Keep up the good work!


----------



## The Last Time (Mar 22, 2012)

anna1 said:


> This is a life commitment the way I see it .
> 
> Thats what those logs are about , just a tool to help us stay motivated and you've nailed it .
> 
> ...


 Yeh that's bang on. Apart from when I was really young (10 years ago) when I was committed for a couple of years, I've just seen training and dieting as a quick fix to get in shape then I seem to slip back to my old ways.

But my head is into it this time and I'm not setting any short term goals. Just keep chipping away and see where I am a couple of years from now.


----------



## The Last Time (Mar 22, 2012)

2004mark said:


> I do sweet potato wedges quite often... just cut the spud into wedges, drizel of oil, loads of spices and bang on a oven tray for 25 min. Don't even have to peal them


 I will try them definitely. Cheers!


----------



## 2004mark (Oct 26, 2013)

anna1 said:


> I usually just wash them and microwave for 10 min . They turn out great , but I'll try this version as well
> 
> x





The Last Time said:


> I will try them definitely. Cheers!


 Loads of smoked paprika (and I mean loads) with chilli is my fav. Mix up in a big bowl with the oil... a sprinkle of brown sugar or honey makes them a bit sticky too.

Coriander and parmesan is nice too.


----------



## anna1 (Mar 22, 2014)

2004mark said:


> Loads of smoked paprika (and I mean loads) with chilli is my fav. Mix up in a big bowl with the oil... a sprinkle of brown sugar or honey makes them a bit sticky too.

Exercise set >>
1 - Quote the forum thread above between "Yeh that's bang" and "years from now.", inclusive.
2 - Please write what comes next in the forum thread about training and sweet potato wedges, starting after its last line.

Region pointing data:

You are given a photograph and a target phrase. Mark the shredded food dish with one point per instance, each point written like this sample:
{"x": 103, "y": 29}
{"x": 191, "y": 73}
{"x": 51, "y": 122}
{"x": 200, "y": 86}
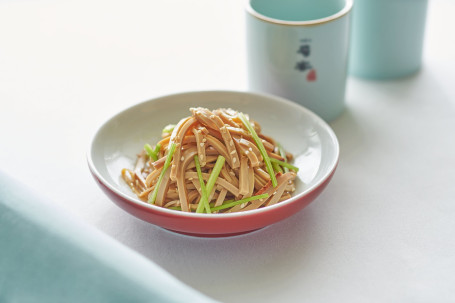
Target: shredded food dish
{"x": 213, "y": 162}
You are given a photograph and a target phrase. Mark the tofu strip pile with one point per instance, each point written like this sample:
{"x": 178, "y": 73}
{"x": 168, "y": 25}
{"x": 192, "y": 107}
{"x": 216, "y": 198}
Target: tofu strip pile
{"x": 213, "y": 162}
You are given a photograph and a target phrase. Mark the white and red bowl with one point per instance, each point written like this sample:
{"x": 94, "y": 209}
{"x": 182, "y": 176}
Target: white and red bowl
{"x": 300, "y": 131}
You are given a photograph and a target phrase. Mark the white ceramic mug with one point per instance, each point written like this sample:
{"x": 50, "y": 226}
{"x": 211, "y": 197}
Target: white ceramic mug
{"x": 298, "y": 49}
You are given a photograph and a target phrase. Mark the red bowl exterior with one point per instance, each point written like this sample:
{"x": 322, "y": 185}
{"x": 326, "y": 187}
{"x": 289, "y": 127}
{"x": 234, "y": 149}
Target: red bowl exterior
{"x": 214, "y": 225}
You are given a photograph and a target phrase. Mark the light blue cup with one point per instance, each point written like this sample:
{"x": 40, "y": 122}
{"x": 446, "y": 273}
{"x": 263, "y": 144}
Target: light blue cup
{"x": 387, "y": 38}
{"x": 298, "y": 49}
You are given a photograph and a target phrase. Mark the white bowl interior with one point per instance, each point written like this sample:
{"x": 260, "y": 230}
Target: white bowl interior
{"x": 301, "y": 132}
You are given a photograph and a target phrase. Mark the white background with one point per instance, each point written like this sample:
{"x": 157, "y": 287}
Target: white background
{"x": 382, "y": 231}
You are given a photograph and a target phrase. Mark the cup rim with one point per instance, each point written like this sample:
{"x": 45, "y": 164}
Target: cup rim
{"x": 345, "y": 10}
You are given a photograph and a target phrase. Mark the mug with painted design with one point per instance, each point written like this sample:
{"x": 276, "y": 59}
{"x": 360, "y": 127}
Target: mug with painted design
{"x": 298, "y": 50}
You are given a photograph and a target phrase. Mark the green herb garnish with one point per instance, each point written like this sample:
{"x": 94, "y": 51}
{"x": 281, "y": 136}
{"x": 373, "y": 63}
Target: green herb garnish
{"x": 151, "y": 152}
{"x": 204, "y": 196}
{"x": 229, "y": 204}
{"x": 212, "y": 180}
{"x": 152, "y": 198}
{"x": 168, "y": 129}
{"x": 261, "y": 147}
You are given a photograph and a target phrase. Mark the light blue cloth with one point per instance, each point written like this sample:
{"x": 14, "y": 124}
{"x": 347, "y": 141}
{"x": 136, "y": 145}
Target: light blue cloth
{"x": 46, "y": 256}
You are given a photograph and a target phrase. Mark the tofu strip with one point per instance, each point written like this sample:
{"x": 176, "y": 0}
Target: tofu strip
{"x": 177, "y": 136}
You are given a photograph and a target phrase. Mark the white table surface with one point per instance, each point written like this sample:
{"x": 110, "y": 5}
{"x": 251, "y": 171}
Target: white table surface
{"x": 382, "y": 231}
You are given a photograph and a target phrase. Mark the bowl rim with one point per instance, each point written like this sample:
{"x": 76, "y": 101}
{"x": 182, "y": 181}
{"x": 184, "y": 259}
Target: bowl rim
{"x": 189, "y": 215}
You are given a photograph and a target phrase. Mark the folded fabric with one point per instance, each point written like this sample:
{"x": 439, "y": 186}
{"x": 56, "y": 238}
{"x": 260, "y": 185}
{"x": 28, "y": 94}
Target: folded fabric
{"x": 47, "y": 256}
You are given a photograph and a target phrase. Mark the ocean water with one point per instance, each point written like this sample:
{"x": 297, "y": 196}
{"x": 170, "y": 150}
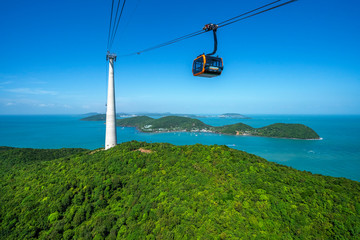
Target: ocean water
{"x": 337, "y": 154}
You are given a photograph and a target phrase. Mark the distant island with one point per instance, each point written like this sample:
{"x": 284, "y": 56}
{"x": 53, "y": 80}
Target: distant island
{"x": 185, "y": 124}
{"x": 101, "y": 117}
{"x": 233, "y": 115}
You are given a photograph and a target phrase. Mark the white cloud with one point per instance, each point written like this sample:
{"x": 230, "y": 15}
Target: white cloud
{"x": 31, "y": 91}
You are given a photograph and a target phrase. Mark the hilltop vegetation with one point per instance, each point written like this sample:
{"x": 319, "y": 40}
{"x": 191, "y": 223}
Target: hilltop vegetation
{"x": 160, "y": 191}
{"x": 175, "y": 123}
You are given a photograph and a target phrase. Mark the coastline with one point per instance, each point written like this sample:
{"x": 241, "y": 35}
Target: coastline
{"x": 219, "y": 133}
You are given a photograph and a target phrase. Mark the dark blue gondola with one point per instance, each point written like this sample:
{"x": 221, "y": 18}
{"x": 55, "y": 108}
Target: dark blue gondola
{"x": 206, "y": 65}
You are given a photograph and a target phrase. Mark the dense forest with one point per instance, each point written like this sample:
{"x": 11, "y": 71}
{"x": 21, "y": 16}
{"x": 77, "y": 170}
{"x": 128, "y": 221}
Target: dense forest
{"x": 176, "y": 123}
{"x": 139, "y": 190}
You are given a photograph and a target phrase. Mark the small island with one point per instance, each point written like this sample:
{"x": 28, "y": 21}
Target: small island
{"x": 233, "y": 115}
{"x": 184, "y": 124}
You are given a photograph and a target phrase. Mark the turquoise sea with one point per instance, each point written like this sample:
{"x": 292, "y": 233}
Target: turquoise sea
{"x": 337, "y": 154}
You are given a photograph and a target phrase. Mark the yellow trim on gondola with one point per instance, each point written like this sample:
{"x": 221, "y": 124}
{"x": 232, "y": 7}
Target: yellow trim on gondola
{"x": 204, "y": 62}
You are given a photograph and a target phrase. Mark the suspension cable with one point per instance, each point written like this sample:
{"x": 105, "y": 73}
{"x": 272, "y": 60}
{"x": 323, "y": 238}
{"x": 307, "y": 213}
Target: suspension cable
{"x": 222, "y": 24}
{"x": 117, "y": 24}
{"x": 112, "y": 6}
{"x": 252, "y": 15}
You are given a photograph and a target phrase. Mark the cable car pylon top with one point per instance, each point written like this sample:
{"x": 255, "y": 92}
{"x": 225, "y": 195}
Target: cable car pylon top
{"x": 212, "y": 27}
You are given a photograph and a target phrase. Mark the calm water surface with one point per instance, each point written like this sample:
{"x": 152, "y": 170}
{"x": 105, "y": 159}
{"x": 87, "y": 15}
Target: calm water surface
...
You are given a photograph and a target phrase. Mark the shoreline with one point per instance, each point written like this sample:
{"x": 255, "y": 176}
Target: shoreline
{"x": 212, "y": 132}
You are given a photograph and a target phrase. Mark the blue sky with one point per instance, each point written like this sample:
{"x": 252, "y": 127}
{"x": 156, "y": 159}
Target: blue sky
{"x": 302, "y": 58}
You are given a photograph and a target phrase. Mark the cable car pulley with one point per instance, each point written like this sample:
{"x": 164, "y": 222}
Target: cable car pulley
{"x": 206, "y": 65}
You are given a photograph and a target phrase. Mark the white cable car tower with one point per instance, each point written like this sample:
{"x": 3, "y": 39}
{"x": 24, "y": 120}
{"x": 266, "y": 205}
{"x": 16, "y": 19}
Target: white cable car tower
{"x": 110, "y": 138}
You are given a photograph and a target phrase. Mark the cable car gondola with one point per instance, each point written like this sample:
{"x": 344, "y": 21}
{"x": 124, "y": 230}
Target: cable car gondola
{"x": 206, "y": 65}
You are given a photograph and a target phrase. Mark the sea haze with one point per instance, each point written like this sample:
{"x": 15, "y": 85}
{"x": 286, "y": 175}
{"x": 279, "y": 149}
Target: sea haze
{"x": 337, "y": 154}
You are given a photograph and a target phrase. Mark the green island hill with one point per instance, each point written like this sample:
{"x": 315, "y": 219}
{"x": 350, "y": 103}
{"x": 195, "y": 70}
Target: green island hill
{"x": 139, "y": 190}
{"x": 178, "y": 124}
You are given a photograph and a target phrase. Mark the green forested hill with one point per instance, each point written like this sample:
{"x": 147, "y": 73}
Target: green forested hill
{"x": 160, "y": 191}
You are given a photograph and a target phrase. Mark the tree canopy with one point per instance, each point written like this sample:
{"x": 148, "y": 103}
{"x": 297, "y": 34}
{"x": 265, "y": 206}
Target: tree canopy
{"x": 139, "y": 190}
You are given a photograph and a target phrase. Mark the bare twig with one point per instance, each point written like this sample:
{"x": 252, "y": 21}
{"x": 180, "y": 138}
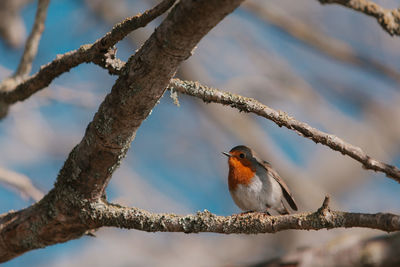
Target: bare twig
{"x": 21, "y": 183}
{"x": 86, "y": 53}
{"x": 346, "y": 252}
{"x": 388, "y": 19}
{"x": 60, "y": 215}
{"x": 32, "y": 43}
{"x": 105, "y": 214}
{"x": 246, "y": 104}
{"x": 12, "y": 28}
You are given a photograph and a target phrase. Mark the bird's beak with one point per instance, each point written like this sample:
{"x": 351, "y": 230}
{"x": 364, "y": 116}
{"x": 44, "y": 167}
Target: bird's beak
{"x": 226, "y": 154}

Response list >>
1 -
Yeh that's bang on. Apart from when I was really young (10 years ago) when I was committed for a couple of years, I've just seen training and dieting as a quick fix to get in shape then I seem to slip back to my old ways.

But my head is into it this time and I'm not setting any short term goals. Just keep chipping away and see where I am a couple of years from now.

2 -
> 
> Coriander and parmesan is nice too.


 Sounds good , will make this tomorrow :thumb


----------



## The Last Time (Mar 22, 2012)

anna1 said:


> Sounds good , will make this tomorrow :thumb


 Yep I'm all over them. They sound very good.


----------



## The Last Time (Mar 22, 2012)

Got this bundle off the local butcher last week. They've jumped on the gym/fitness band wagon and are putting protein packs and gym packs together.

This was £40 for 18 huge chicken breasts, 4 sirloin steaks, 1kg 5% fat beef mince, 1kg extra lean diced beef.

To be fair the meat is bang on. I've smashed my way through most of it and have been living off chicken and vegetable rice (the microwave pyramids) and can't get enough of it to be honest. I just cover the chicken breasts in different spices and flavours the night before, let it marinade and then weigh it when it's cooked so I can work out macros...

View attachment IMG_6965.JPG


View attachment IMG_7049.JPG


View attachment IMG_7051.JPG


----------



## shauny13 (Sep 24, 2012)

The Last Time said:


> Got this bundle off the local butcher last week. They've jumped on the gym/fitness band wagon and are putting protein packs and gym packs together.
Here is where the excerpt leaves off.